▶ [Excerpt]:
Thousands of students across the country on Wednesday turned out to write the National Grade Six Assessment (NGSA), the annual exam that marks the end of a student’s primary school education and the beginning of their secondary educational journey.
Education Minister Priya Manickchand visited Peter’s Hall Primary School to offer words of encouragement to the students writing this year’s exam.
“Get in there, put your heads down, read the questions carefully, take your best answer and I promise you whichever school you get, you will shine like a star,” Manickchand said to the students.
The minister added that the students are “already winners” once they continue to receive support both at home and at school.
“Across Guyana, I want to say good luck to all of our students. You are ready for this assessment. We have done everything we can possibly, humanly do to make you ready,” Manickchand said.
She explained that the Education Ministry has made several efforts to aid the pupils in best preparing for this annual assessment including giving each student textbooks and materials such as pencils, rulers, sharpeners and erasers, and even offering students breakfast before the day of exams–a first for the country.
“We have placed all of our material online so everything is public. All our past papers are there for anyone to print. All our topics for Grade Six are done in videos and placed on the Learning Channel and YouTube,” Manickchand said.
The education minister also expressed that the Ministry has demonstrated versatility in adjusting the exam to accommodate for the challenges that the COVID-19 pandemic placed on students.

▶ [Your objective]: Reproduce everything from "Thousands of students" down to "to the students." in the article above on the Grade Six assessment, substituting "pupils" for "students".

▶ [Given entries]:

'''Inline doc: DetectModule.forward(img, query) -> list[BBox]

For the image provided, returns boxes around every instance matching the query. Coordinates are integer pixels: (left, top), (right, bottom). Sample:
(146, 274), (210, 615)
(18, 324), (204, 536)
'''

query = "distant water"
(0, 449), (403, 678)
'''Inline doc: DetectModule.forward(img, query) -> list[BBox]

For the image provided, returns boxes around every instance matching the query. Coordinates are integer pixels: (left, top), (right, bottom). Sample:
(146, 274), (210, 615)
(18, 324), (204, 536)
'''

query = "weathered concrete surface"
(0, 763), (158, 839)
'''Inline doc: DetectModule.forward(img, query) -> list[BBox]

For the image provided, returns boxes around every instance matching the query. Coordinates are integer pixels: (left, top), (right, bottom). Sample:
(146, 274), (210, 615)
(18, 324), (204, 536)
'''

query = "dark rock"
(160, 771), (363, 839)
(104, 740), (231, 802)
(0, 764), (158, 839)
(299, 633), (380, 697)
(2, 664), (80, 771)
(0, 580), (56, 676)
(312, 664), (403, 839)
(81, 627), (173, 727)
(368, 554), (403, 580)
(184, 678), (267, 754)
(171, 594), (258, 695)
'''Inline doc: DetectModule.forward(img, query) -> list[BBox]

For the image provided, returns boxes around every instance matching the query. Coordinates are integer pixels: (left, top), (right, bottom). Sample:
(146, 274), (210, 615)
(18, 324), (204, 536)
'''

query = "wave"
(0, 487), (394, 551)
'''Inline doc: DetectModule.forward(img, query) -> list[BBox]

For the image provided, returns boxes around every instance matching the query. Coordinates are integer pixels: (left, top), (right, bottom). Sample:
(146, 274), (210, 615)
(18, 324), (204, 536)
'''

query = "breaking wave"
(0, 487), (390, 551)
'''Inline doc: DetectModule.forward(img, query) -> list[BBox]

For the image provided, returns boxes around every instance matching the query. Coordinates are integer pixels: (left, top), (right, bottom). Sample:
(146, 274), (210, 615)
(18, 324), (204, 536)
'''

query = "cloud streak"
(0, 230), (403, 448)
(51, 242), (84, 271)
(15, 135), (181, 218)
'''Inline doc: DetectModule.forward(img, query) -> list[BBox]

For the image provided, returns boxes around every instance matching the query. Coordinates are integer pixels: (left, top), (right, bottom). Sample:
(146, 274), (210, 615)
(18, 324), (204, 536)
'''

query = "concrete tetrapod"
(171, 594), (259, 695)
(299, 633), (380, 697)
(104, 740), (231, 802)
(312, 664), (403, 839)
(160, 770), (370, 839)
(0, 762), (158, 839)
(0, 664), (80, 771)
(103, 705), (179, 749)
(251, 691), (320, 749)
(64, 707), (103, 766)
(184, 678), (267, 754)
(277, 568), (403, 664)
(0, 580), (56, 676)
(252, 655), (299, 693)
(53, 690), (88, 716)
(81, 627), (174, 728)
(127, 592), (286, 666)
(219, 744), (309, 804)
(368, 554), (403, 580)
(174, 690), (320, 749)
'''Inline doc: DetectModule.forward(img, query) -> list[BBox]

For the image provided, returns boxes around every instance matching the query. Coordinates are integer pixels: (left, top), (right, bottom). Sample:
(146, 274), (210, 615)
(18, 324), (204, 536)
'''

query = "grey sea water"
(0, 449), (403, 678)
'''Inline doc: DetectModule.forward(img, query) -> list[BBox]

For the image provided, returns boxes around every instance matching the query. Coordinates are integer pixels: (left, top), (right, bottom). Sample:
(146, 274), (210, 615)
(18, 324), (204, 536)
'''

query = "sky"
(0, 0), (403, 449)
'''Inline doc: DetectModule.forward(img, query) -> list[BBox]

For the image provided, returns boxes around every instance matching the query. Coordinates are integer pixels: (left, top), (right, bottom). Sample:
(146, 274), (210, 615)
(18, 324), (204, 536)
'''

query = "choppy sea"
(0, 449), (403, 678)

▶ [Exercise output]:
Thousands of pupils across the country on Wednesday turned out to write the National Grade Six Assessment (NGSA), the annual exam that marks the end of a student’s primary school education and the beginning of their secondary educational journey.
Education Minister Priya Manickchand visited Peter’s Hall Primary School to offer words of encouragement to the pupils writing this year’s exam.
“Get in there, put your heads down, read the questions carefully, take your best answer and I promise you whichever school you get, you will shine like a star,” Manickchand said to the pupils.